Please extend the influenza viral load text below, starting after its last sentence.

Text shown:
<<<<

Influenza A virus subtypes H1N1 (A/H1N1) and H3N2 (A/H3N2) and influenza B viruses circulate in the human population every winter in temperate countries. They account for 3–5 million cases of severe illness and about 290,000–650,000 respiratory deaths annually (http://www.who.int/en/news-room/fact-sheets/detail/influenza-(seasonal)). In addition to the social burden, disease severity is a serious concern, measured by hospitalization and fatality rates [22].

The viral load plays a key role in assessing the prognosis of influenza and the probability of viral transmission. Viral loads typically peak with maximal symptoms approximately 48 hours after inoculation, after which pathological damage, such as lung injury, can occur as a result of immune reactions [6, 18]. Viral growth capability may be one of the factors contributing to the viral load. However, few studies have been conducted on the viral growth capability of epidemic strains, even though several host factors are known to be required for replication of influenza viruses [7].

>>>>

Exercise data:

<<<<

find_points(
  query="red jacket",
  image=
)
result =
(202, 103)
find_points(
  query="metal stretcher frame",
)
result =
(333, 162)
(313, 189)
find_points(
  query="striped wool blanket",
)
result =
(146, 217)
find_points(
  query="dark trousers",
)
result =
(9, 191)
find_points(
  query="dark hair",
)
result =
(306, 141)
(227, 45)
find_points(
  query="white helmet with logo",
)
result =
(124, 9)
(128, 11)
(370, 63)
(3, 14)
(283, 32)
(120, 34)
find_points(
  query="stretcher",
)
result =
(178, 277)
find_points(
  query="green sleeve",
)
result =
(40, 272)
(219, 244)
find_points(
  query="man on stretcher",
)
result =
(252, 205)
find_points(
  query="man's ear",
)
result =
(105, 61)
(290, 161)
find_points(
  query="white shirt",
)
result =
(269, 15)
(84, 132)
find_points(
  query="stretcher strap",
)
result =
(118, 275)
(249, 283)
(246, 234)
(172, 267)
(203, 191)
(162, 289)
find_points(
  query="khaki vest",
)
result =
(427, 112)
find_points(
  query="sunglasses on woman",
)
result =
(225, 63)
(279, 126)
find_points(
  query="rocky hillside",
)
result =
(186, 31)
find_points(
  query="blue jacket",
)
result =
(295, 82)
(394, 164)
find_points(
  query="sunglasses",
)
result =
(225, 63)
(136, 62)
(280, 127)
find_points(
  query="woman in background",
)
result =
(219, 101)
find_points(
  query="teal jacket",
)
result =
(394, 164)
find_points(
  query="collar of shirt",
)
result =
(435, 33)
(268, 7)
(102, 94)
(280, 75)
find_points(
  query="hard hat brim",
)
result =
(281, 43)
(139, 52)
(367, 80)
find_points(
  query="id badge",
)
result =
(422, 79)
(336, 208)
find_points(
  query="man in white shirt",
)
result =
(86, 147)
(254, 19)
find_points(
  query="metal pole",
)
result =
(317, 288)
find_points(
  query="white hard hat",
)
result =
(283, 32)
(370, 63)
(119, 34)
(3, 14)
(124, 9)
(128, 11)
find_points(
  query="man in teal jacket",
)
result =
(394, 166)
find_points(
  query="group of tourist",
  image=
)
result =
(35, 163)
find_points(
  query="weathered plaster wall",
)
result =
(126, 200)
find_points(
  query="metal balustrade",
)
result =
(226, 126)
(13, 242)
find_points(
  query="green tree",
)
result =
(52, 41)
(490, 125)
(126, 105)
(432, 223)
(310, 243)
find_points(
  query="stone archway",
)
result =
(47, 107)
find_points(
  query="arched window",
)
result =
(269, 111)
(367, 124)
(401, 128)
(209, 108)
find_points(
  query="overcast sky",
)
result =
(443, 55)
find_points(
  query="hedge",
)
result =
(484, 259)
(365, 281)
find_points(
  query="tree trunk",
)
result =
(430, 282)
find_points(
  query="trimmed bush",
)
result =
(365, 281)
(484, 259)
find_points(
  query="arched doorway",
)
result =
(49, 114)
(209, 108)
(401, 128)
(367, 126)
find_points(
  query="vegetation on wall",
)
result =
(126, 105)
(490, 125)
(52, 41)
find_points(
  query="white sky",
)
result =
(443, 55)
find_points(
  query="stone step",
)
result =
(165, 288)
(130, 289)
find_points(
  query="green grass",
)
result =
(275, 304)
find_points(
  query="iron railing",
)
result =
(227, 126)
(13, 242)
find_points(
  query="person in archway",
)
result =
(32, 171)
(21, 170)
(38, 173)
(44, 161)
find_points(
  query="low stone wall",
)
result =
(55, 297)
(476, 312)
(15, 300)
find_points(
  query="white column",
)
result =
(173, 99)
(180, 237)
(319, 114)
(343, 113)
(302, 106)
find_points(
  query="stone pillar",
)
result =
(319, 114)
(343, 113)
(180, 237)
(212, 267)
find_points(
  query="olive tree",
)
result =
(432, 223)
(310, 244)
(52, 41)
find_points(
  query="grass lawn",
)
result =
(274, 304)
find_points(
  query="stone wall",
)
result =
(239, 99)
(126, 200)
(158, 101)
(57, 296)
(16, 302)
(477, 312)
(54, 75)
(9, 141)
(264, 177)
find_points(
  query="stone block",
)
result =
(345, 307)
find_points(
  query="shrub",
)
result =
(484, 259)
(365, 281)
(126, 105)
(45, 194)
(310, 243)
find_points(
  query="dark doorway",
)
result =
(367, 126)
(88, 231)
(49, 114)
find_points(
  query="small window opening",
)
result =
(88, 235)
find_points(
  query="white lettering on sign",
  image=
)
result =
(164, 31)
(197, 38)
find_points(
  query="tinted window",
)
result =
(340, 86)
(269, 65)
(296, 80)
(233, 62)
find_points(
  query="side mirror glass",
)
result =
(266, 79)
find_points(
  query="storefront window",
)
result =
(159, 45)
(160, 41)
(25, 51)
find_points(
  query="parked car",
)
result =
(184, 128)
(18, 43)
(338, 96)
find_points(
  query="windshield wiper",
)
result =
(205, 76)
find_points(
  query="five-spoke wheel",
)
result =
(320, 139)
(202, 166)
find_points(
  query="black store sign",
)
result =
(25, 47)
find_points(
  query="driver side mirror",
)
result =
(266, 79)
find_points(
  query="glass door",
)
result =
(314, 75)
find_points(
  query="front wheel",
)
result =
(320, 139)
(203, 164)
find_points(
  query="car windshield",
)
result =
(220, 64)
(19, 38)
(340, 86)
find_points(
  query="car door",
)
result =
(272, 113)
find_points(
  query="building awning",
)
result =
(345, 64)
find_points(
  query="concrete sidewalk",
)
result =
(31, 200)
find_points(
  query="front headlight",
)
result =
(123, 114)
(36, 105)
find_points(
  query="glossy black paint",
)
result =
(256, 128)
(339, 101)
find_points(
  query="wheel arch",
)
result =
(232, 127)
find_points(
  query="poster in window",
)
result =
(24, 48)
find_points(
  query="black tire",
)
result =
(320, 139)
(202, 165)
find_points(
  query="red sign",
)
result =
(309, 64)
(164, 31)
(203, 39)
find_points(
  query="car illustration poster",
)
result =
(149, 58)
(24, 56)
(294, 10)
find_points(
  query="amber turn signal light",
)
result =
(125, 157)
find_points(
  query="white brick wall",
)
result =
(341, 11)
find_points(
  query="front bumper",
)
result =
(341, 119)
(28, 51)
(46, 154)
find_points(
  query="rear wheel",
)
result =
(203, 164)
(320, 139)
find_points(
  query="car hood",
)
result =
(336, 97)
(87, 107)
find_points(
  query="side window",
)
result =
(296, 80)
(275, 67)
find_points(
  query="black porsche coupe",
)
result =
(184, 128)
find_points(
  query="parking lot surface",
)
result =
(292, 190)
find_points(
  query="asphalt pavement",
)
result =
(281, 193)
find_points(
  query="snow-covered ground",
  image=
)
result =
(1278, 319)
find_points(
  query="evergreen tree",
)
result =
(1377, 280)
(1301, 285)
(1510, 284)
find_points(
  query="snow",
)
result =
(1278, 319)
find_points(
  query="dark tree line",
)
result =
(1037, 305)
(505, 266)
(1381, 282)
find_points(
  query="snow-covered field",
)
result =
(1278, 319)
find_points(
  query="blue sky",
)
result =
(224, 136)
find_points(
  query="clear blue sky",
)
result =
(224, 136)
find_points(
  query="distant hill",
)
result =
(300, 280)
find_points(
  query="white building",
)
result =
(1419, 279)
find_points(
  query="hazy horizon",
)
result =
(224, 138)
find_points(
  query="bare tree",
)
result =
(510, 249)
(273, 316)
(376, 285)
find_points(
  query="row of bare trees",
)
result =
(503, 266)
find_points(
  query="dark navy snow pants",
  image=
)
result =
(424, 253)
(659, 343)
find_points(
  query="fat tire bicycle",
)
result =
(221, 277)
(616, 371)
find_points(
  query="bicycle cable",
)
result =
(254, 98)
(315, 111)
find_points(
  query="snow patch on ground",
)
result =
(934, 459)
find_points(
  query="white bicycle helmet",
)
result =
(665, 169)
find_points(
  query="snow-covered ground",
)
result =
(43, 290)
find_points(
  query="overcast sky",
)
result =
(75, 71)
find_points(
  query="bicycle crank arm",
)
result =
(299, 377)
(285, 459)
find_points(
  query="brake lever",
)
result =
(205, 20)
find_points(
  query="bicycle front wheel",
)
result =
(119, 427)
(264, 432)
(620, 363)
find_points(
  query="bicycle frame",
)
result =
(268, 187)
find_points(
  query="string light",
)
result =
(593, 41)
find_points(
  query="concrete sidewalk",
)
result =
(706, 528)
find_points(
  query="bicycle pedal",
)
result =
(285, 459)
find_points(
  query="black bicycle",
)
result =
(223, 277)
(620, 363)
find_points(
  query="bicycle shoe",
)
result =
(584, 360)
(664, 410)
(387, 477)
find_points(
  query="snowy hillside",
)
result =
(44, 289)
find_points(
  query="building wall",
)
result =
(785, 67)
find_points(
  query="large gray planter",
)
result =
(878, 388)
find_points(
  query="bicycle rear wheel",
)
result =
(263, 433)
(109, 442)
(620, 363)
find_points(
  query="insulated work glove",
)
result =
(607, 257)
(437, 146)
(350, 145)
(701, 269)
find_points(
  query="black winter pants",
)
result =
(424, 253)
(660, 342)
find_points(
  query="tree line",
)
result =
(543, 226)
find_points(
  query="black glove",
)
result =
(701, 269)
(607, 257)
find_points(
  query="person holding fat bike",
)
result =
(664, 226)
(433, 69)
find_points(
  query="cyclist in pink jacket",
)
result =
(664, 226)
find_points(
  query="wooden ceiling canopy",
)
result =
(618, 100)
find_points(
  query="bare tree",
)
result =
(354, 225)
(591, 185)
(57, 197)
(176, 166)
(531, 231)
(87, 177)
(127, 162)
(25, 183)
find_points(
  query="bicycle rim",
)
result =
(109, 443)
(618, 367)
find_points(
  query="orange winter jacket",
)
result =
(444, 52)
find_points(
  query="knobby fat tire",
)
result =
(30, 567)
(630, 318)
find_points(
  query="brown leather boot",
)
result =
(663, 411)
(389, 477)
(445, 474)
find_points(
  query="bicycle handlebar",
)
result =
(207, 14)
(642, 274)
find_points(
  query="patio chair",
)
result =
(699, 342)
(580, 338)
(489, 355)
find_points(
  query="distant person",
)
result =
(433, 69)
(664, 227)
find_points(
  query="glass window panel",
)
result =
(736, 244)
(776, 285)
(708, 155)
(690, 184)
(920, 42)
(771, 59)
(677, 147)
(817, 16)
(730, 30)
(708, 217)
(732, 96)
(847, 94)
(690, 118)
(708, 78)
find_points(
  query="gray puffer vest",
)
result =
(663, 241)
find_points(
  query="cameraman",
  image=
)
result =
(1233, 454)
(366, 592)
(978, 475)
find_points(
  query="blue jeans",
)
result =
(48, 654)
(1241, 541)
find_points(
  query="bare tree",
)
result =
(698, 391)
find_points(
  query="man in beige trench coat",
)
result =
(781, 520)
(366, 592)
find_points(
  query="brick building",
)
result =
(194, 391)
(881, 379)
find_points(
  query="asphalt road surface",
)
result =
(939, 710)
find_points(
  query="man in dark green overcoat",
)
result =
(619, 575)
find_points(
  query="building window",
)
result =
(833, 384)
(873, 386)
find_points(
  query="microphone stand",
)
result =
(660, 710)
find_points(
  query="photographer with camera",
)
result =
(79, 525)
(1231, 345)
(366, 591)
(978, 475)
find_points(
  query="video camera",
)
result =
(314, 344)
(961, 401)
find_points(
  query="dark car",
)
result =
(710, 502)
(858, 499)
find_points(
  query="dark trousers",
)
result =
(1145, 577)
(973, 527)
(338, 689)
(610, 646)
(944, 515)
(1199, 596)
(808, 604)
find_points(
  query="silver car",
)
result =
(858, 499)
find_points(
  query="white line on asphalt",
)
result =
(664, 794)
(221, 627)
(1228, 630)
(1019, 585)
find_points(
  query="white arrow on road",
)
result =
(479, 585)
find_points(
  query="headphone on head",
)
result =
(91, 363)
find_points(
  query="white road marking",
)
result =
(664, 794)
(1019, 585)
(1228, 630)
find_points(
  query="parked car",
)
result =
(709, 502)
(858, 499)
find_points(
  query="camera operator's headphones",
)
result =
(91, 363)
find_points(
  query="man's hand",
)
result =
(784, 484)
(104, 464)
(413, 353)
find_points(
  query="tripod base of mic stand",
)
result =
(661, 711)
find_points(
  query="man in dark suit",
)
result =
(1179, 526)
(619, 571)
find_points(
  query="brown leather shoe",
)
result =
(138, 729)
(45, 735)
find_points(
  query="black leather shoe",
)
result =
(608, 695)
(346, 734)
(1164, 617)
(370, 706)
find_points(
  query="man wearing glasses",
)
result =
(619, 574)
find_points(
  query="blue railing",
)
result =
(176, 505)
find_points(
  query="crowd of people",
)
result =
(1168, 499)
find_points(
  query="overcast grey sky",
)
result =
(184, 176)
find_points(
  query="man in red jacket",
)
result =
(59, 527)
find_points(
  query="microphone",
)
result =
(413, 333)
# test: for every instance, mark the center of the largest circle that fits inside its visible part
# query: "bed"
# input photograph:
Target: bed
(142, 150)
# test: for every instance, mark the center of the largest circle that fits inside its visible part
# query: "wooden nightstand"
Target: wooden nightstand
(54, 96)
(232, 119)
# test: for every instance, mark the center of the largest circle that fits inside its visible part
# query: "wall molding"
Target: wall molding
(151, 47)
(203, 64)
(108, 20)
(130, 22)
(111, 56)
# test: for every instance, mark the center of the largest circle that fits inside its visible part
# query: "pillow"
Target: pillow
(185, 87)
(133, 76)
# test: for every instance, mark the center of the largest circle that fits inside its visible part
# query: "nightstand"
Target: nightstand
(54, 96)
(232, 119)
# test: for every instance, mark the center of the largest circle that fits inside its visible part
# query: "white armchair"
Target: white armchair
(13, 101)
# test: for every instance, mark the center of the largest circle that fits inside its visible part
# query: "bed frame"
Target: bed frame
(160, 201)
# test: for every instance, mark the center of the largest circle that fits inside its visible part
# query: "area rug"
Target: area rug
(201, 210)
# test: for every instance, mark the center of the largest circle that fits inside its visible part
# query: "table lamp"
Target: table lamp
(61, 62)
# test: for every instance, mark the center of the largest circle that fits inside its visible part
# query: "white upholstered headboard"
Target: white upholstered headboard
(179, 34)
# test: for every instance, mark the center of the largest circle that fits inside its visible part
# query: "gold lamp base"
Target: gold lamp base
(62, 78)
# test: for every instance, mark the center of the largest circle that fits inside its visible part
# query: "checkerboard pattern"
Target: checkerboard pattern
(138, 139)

>>>>

Task response:
Our previous study showed that emerging pandemic viruses consisted of only highly replicative strains, but more-slowly replicating strains were observed soon in the following 2010–2011 seasons [21]. This demonstrated that strain-dependent differences play a role in replication capability. However, further observation is needed to evaluate the clinical significance of these strain-dependent differences. Therefore, we performed a study examining the growth capability of influenza viruses, including another subtype A/H3N2 isolate and type B isolates from six consecutive seasons, and the correlation between growth kinetics and the nasopharyngeal viral load was investigated.

Nasal swabs and nasopharyngeal aspirates were collected from influenza A and B virus antigen-positive patients and those with suspected influenza who were admitted to a hospital and three clinics for medical consultation in Tottori prefecture of Japan during the six consecutive winter seasons of 2009–2015 (n = 2,746). The procedures for influenza virus isolation were based on a manual (https://apps.who.int/iris/handle/10665/68026) with slight modifications. One of the frozen aliquots was used as an inoculum to minimize bias in experiments.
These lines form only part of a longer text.